Given exercise -> The line containing "of the concrete" marks the start; return it and every line after it in the listing below, exactly, through the last.

Records contained in a dataset ->
⟨
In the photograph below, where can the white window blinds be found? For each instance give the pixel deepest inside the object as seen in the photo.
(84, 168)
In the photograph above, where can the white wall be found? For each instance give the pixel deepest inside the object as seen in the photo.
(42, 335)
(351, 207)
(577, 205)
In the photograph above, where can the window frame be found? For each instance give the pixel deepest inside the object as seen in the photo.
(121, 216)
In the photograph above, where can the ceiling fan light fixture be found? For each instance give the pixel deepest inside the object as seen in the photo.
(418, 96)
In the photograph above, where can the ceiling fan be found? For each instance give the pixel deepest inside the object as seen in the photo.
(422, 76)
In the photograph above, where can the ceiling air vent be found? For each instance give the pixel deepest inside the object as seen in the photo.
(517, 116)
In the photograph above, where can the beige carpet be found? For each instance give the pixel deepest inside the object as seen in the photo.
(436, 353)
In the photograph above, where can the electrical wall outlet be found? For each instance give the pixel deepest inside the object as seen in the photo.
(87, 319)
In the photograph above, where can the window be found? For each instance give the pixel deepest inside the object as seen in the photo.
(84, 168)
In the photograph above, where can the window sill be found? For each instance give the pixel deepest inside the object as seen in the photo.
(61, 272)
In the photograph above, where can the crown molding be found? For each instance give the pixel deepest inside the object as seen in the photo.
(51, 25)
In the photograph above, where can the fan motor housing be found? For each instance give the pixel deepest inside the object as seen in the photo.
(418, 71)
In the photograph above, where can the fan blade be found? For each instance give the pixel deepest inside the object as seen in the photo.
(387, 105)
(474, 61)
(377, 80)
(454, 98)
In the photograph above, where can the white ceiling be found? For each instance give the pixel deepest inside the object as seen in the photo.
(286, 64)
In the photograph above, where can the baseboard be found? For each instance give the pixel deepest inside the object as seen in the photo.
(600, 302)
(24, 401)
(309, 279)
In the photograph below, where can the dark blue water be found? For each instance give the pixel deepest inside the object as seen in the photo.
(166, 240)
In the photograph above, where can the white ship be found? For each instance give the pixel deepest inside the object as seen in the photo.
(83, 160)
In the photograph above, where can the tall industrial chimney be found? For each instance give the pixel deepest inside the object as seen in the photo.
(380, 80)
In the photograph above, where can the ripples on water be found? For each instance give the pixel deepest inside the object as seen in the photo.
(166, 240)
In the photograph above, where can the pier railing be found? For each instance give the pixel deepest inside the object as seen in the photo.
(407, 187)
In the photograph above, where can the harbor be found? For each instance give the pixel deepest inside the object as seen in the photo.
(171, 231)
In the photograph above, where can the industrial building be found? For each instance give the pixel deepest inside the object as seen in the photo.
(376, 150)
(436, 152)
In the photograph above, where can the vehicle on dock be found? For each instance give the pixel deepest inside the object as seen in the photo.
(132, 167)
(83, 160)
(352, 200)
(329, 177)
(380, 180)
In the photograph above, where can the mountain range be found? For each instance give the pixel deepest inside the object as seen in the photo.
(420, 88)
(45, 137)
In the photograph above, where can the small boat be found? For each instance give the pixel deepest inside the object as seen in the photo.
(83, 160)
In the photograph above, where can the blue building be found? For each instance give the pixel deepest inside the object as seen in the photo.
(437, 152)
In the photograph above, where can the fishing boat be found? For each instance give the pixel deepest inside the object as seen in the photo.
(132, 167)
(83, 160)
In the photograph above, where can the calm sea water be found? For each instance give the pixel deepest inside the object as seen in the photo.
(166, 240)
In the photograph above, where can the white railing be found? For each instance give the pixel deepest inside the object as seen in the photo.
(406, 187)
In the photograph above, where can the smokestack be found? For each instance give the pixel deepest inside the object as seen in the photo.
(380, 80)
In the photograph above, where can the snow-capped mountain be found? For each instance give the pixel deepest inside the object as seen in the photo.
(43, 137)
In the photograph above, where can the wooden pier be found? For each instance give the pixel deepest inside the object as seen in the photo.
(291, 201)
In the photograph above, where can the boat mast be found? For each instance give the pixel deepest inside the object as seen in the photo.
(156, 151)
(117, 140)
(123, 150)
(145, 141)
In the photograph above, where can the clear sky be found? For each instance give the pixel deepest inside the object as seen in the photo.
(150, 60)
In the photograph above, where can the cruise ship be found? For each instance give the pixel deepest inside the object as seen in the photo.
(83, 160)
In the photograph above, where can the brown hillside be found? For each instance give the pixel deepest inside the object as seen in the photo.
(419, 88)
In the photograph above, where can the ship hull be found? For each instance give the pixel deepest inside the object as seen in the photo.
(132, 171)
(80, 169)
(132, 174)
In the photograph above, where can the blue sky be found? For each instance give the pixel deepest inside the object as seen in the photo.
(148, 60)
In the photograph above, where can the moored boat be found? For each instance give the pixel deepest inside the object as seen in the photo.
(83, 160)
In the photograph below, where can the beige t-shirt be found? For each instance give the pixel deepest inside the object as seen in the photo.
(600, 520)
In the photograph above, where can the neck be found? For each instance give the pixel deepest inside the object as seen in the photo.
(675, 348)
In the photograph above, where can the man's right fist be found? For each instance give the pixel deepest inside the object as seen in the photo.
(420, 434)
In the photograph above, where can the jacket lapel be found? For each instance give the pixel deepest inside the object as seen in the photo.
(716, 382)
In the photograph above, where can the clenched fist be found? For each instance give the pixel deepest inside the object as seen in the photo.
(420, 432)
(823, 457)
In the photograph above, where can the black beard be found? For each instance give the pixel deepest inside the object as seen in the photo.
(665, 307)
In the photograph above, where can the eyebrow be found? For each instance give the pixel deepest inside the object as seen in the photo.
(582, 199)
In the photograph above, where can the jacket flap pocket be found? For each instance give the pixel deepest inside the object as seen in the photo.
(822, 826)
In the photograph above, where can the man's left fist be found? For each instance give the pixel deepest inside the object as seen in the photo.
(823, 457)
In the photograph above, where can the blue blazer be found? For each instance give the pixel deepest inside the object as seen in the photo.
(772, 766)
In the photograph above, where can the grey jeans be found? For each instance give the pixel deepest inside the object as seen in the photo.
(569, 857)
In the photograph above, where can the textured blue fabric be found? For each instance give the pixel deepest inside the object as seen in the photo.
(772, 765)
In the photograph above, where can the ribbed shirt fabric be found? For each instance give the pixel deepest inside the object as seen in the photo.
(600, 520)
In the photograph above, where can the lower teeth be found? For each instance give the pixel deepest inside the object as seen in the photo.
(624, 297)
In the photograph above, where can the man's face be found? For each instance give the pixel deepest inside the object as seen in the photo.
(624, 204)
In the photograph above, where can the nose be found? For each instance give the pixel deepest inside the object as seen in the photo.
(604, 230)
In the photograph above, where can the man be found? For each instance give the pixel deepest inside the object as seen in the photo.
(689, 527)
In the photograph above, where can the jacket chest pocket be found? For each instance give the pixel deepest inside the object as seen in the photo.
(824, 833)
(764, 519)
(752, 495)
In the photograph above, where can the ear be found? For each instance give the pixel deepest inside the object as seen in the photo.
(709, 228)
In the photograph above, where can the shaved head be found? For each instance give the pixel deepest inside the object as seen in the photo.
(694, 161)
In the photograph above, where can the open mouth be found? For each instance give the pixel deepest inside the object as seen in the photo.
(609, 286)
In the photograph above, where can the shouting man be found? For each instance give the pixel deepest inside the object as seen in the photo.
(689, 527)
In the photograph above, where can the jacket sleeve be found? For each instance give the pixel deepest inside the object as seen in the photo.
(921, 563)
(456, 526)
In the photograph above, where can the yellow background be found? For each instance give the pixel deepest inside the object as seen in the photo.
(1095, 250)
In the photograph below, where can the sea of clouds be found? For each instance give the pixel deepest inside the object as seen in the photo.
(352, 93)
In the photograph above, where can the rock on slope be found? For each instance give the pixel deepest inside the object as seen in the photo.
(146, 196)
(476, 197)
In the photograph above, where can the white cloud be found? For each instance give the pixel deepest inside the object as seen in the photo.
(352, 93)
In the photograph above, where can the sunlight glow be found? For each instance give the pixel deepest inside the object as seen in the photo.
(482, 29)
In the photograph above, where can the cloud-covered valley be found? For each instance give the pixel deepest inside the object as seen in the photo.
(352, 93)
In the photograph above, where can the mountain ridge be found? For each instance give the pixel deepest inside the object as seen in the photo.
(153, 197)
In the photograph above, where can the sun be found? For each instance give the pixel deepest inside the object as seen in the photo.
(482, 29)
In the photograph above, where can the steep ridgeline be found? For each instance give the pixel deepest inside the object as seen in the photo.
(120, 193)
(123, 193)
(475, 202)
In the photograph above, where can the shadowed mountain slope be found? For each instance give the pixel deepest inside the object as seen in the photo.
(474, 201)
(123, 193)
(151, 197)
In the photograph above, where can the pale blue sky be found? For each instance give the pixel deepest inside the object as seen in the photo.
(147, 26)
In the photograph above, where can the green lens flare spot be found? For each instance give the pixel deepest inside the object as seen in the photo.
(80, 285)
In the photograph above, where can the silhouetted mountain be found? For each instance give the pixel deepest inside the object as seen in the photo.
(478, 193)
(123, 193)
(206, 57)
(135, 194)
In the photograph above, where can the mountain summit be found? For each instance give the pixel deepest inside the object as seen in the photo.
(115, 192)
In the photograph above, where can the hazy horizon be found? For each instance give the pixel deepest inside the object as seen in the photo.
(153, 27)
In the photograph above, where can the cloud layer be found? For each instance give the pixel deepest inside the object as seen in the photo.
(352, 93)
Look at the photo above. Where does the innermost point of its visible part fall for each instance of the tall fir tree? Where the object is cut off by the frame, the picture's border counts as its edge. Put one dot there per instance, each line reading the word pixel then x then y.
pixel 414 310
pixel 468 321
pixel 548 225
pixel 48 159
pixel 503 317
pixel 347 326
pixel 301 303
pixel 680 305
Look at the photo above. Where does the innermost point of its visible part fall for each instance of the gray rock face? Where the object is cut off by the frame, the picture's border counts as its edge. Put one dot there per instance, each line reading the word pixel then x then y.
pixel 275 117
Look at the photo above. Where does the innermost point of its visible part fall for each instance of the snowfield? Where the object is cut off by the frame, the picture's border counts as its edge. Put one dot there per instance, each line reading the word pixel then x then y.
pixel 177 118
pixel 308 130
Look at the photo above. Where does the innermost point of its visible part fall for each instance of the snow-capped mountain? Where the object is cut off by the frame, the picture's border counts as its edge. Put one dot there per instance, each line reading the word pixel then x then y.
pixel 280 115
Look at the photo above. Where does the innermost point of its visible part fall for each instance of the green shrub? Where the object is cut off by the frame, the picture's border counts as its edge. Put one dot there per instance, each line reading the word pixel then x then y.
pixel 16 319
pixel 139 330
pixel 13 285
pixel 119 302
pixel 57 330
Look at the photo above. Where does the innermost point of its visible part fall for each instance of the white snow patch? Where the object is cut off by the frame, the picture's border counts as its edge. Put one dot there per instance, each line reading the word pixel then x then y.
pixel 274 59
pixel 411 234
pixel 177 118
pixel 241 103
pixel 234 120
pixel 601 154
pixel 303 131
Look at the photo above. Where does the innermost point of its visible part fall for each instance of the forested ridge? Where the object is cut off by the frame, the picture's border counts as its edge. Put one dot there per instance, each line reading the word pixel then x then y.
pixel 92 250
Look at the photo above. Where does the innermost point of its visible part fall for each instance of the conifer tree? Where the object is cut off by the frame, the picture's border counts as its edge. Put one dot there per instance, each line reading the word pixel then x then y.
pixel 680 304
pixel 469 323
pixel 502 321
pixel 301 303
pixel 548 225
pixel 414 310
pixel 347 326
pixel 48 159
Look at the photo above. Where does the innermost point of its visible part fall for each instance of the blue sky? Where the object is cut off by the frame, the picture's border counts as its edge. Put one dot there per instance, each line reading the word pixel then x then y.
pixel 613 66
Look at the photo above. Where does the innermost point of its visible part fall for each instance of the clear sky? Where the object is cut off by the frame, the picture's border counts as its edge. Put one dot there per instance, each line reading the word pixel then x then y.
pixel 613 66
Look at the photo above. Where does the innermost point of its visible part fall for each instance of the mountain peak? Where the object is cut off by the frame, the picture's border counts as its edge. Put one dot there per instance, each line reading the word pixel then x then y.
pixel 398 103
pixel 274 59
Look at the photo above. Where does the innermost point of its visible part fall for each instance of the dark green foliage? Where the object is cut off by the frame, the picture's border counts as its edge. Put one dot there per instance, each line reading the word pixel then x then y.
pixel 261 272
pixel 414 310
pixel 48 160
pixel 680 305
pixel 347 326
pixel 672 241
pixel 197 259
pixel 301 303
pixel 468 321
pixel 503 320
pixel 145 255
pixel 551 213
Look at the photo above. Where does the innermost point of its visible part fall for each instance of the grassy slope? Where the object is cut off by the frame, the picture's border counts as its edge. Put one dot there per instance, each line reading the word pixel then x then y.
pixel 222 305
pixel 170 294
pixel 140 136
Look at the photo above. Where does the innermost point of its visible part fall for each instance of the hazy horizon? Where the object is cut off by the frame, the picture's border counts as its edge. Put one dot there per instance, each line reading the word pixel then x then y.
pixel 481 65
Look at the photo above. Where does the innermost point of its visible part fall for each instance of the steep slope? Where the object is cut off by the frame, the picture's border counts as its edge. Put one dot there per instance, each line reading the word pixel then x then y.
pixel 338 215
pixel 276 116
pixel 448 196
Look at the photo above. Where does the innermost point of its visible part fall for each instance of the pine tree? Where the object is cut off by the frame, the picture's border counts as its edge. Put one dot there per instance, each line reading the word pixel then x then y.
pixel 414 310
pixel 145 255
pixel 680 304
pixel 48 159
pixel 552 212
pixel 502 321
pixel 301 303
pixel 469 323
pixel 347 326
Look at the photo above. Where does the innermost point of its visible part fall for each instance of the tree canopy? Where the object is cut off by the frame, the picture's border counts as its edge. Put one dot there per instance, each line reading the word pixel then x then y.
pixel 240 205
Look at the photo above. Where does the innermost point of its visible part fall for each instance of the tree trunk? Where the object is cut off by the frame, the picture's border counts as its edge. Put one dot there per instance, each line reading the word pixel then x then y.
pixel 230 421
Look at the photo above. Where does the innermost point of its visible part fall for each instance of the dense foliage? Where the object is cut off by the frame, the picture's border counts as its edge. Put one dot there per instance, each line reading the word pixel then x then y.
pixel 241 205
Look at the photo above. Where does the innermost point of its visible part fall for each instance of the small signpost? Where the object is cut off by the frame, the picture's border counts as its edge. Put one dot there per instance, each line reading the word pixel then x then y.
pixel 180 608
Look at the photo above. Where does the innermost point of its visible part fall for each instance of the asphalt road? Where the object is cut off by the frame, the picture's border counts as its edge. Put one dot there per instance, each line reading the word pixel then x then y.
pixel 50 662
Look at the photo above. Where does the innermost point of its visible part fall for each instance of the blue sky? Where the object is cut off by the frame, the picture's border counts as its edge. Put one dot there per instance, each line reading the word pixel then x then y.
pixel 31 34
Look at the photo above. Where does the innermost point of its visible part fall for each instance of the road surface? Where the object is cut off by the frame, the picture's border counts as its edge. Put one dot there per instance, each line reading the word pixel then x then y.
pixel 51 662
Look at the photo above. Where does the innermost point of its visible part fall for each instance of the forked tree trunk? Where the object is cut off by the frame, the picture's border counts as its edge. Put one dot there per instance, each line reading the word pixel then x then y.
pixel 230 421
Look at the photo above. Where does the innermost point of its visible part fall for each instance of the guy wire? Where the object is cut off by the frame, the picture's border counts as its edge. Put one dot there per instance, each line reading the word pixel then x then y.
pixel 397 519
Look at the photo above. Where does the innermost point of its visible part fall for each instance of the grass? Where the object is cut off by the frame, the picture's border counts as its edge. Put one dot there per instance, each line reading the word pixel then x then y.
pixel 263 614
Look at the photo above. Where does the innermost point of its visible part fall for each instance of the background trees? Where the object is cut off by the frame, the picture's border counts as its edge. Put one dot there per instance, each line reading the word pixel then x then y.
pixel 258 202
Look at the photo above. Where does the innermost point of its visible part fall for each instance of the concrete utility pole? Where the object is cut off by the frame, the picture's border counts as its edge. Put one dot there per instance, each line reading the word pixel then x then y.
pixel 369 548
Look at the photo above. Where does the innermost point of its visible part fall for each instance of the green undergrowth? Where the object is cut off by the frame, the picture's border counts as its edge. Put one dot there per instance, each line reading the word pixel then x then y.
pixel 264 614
⟩
Right answer ->
Look at the photo above. Where does the innermost point of its visible part fall for each instance of the concrete utility pole? Where the object is cut off by the frame, the picture's border counts as its edge. Put one dot there per instance, each line reading the word pixel then x then y.
pixel 369 548
Look at the photo above. Where does the innermost point of its visible part fall for each instance of the green undergrowth? Where the object is cut off by the frame, the picture's border counts as its edge. Put one dot there per instance, each line reading the word pixel then x then y.
pixel 264 614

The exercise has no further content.